● **Provided text**
Make sure the ip address is in the list.

http://www.boinc-wiki.info/GUI_RPC_request_from_non-allowed_address_%27%28ip-address%29%27

spurtle

Indeed it is.
Started out with names as mentioned in my 1st post.
Have since added IP.
Current status is name only of main machine (connects), name plus IP of second machine.
Have redone the file twice to ensure no invisible spaces or other corruption exists.

fred

Quote from: spurtle on September 23, 2010, 06:55:44 PM
Indeed it is.
Started out with names as mentioned in my 1st post.
Have since added IP.
Current status is name only of main machine (connects), name plus IP of second machine.
Have redone the file twice to ensure no invisible spaces or other corruption exists.
There is another way to allow RPC connections.

http://boincfaq.mundayweb.com/index.php?language=1&view=91 as a cc_config.xml option, if the BOINC version is not too old.
Look for allow_remote_gui_rpc. It is available as an command line option with -- for boinc.exe as well.

spurtle

Already had the cc_config option in place before posting.
Obviously that didn't help.

It sure is a head scratcher.
I just don't see any logical answer.
If cruncher had a problem, main machine also shouldn't connect.
If 2nd machine had a problem it shouldn't connect to the other 5 machines.

I have stopped fetching new tasks and when cruncher runs out of work in about 6 hrs I'm going to reinstall Boinc.  Don't have any reason to think that will fix it but trying anything at this stage.

spurtle

Reinstalled Boinc for no change.
Reset router and tried several other things too.

Then I uninstalled all the network drivers on the machine which I have BT on.
Installed latest drivers.
Bingo, that fixed cruncher.  Connecting OK now.

Downside is I now have 2 other machines I can't connect to with all the same symptoms. Identical messages etc. Main machine still connects to everything fine.
Definitely a case of one step forward and two back!
Getting close to the big hammer repair.

Seems to me this is not a BT defect at all, but any further suggestions are welcomed.

Cheers.



fred

Quote from: spurtle on September 24, 2010, 05:45:33 AM
Reinstalled Boinc for no change.
Reset router and tried several other things too.

Then I uninstalled all the network drivers on the machine which I have BT on.
Installed latest drivers.
Bingo, that fixed cruncher.  Connecting OK now.

Downside is I now have 2 other machines I can't connect to with all the same symptoms. Identical messages etc. Main machine still connects to everything fine.
Definitely a case of one step forward and two back!
Getting close to the big hammer repair.

Seems to me this is not a BT defect at all, but any further suggestions are welcomed.

Cheers.
Indeed the problem is not BT related.
The best help you can get is here:
http://boinc.berkeley.edu/dev/forum_forum.php?id=10They know a lot more about BOINC than I do.

● **Supplied entries**
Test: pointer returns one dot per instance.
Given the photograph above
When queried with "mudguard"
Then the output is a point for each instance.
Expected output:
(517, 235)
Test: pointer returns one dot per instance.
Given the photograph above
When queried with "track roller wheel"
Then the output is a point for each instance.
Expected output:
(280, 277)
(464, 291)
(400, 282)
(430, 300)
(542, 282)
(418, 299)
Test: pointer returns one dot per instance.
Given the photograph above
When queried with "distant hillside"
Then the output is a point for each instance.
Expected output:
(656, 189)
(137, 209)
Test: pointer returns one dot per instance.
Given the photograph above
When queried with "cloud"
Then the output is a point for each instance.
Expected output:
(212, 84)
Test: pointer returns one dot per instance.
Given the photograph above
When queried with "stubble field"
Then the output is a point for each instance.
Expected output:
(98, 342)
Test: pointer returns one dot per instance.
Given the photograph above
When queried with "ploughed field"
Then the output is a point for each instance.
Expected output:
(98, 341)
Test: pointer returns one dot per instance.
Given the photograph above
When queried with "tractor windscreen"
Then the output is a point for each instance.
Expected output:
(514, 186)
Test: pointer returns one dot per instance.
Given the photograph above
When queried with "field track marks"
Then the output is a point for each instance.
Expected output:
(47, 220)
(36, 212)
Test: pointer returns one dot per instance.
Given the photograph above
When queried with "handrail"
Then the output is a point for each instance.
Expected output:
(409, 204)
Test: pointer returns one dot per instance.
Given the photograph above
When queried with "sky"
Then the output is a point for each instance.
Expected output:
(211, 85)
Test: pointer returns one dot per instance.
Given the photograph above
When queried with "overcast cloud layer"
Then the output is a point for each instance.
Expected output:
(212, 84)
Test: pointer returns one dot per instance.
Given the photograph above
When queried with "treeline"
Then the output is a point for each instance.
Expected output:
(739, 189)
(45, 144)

● **Activity A**
In the BOINC forum thread, list each specific fix spurtle names in the post that begins "Reinstalled Boinc for no change." Leave out the unspecified "several other things."
● **Activity B**
Duplicate the passage of the BOINC forum thread from "http://boincfaq.mundayweb.com/index.php?language=1&view=91 as a" to "also shouldn't connect.".

● **Answer A**
- Reinstalled Boinc
- Reset router
- Uninstalled all the network drivers on the machine with BT on it
- Installed latest drivers

● **Answer B**
http://boincfaq.mundayweb.com/index.php?language=1&view=91 as a cc_config.xml option, if the BOINC version is not too old.
Look for allow_remote_gui_rpc. It is available as an command line option with -- for boinc.exe as well.

spurtle

Already had the cc_config option in place before posting.
Obviously that didn't help.

It sure is a head scratcher.
I just don't see any logical answer.
If cruncher had a problem, main machine also shouldn't connect.